▶ _Point labeling dataset excerpts_:
** Begin **
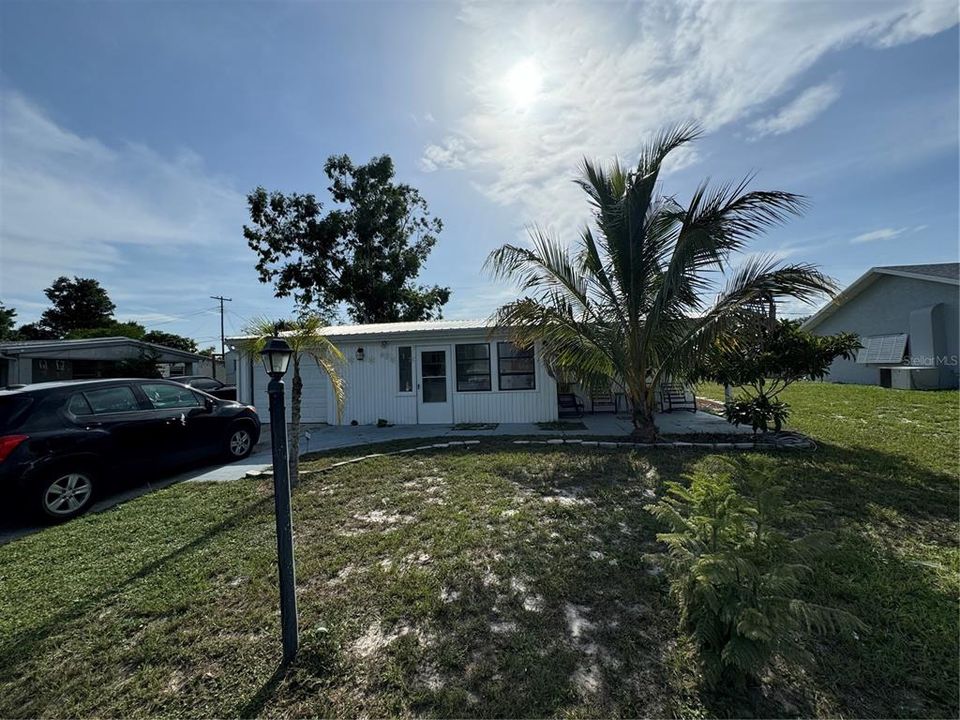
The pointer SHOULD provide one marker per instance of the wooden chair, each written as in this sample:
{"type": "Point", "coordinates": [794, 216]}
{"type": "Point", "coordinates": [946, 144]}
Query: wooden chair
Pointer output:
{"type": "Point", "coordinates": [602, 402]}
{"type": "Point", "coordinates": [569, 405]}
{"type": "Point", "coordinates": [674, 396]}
** End **
** Begin **
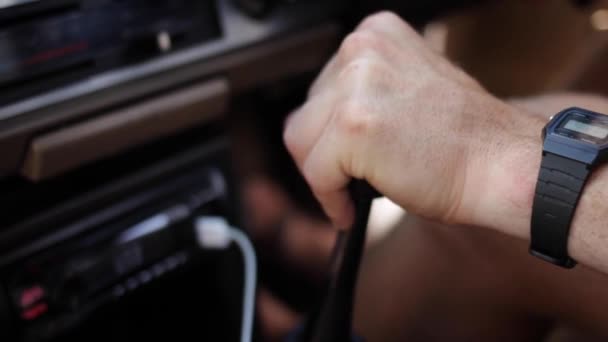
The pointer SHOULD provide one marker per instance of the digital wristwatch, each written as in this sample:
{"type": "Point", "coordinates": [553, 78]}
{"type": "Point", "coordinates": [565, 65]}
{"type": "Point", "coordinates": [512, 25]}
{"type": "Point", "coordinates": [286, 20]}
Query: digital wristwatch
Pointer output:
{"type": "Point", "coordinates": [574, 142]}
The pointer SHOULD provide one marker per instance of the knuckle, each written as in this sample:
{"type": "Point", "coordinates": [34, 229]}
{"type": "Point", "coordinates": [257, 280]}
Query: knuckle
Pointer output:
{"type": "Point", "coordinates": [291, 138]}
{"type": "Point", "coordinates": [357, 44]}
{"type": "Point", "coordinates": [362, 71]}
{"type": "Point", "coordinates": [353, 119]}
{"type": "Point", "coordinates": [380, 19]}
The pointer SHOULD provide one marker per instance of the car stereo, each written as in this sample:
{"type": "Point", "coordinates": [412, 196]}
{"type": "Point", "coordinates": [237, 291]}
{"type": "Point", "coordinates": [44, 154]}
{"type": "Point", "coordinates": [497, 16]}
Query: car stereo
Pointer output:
** End **
▶ _Aim of the exercise_: Pick out every line of the material containing the string "wristwatch", matching case exactly, and copy each of those lines in full.

▶ _Full response_:
The pointer SHOULD provide one marker per instance of the digital wristwatch, each written as in this sample:
Query: digital wristwatch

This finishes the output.